EXERCISE DESCRIPTION: Set down these lines again word for word, covering every one of the items.

Records pointing to named objects:
++++

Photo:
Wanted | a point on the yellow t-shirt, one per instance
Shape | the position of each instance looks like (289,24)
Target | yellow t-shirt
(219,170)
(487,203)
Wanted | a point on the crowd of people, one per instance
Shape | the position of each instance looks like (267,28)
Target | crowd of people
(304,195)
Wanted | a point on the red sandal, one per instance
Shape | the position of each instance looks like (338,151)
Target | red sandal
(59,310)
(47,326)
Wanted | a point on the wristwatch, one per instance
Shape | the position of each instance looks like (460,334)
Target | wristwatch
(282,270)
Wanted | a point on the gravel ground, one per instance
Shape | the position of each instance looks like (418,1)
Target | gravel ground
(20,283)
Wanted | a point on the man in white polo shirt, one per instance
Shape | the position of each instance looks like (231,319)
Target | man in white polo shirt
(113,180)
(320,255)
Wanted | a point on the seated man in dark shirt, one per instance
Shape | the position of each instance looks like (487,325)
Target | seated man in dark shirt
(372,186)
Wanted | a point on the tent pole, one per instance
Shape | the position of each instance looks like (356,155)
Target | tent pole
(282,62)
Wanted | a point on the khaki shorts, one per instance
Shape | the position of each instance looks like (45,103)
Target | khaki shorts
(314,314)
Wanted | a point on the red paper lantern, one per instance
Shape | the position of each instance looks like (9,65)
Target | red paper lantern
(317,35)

++++

EXERCISE ANSWER:
Photo:
Wanted | a point on the yellow t-shirt, one per instance
Shape | the position of each instance looks like (289,24)
Target | yellow t-shirt
(219,170)
(487,203)
Wanted | a point on the crowd of people, one per instance
Shape | the position of each instance looks like (267,28)
Target | crowd of people
(304,195)
Wanted | a point on the red sandal, one per instance
Shape | the position of each instance looks like (338,151)
Target | red sandal
(59,310)
(47,326)
Wanted | a point on the wristwatch, one per instance
Shape | the position of each instance looks like (460,334)
Target | wristwatch
(282,270)
Wanted | a point on the gravel ground, one per instance
Shape | the position of each instance looks like (418,1)
Target | gravel ground
(20,283)
Wanted | a point on the man in white polo shirt, one per instance
Shape | the position of each instance looks like (231,319)
Target | man in white polo shirt
(113,180)
(320,255)
Wanted | a point on the seated man in dark shirt, one per instance
Shape | the position of each instance looks like (487,325)
Target | seated man in dark shirt
(372,186)
Wanted | a point on the tent pole, one per instance
Shape | the position of each instance looks like (356,155)
Target | tent pole
(282,62)
Wanted | a point on the khaki shorts, one per instance
Shape | the position of each instance looks like (45,103)
Target | khaki shorts
(314,314)
Wanted | a point on the red paper lantern, one per instance
Shape | the position of each instance looks like (9,65)
Target | red paper lantern
(317,35)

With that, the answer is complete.